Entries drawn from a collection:
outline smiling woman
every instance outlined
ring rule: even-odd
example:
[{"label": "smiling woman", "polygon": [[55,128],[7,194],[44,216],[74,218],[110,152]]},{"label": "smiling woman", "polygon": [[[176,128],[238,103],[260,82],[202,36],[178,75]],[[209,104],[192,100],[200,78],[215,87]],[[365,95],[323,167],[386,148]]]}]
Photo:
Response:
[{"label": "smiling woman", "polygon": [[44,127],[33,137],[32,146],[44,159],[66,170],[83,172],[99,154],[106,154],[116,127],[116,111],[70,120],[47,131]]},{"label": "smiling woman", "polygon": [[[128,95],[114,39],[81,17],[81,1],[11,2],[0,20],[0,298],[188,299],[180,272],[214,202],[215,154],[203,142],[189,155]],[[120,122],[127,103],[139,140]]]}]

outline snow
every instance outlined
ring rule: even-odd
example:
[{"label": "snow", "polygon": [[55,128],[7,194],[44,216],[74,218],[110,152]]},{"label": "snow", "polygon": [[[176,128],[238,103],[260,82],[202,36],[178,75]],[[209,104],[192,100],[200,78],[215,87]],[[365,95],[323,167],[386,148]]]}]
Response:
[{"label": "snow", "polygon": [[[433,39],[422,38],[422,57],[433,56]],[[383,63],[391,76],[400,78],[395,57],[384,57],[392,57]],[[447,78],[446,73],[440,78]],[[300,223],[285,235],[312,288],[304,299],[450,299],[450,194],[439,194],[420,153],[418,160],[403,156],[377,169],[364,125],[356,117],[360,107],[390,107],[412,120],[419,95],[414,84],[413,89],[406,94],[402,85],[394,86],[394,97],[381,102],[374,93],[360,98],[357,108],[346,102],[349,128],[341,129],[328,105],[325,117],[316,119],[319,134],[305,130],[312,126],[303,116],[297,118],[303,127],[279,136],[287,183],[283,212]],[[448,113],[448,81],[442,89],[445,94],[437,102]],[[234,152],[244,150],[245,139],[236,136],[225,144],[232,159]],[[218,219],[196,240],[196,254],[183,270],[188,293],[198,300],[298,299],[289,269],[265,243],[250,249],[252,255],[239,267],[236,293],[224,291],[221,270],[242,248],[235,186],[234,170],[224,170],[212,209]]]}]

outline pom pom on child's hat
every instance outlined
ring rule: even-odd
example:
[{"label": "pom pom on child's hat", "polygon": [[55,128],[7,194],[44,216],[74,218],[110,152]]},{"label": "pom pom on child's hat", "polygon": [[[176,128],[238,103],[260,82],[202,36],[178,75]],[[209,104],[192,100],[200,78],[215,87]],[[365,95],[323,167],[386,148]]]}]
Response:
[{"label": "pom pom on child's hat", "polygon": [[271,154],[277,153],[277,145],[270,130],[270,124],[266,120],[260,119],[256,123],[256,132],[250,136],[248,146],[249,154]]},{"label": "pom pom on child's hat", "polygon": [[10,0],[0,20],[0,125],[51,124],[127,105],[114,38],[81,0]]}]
---
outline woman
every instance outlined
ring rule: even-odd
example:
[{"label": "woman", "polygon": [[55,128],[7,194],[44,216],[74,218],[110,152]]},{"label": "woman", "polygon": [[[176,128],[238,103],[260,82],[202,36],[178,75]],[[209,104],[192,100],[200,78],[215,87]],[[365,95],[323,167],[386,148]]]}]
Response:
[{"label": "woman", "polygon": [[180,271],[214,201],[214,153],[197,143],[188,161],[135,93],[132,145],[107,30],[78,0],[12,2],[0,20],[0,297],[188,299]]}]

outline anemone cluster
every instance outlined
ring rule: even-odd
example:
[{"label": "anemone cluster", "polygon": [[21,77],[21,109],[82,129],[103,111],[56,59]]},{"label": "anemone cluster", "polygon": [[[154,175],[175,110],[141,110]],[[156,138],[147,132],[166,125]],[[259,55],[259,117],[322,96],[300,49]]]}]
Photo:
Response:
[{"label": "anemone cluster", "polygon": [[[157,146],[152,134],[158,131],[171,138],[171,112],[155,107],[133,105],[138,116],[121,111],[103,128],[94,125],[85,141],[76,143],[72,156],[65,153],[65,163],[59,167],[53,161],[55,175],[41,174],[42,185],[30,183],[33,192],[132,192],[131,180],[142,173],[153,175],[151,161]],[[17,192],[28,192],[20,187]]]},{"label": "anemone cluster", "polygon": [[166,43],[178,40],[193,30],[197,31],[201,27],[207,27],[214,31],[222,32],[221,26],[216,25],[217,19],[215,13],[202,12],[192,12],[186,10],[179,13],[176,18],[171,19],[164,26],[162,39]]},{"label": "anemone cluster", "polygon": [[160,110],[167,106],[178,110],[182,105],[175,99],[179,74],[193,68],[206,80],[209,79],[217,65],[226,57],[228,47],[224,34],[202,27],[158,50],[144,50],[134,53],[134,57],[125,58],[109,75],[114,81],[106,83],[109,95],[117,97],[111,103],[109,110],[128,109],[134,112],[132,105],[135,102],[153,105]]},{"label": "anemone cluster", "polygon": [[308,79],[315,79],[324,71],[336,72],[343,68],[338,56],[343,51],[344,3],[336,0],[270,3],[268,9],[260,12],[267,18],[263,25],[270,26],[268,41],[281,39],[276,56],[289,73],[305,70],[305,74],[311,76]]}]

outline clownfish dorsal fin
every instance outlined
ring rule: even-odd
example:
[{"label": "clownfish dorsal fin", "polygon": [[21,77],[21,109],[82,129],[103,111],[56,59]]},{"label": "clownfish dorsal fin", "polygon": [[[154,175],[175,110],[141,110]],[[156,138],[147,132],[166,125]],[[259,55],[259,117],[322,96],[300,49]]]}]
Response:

_PROBLEM:_
Count how many lines in the material above contain the string "smiling" and reply with only that number.

_FULL OUTPUT:_
3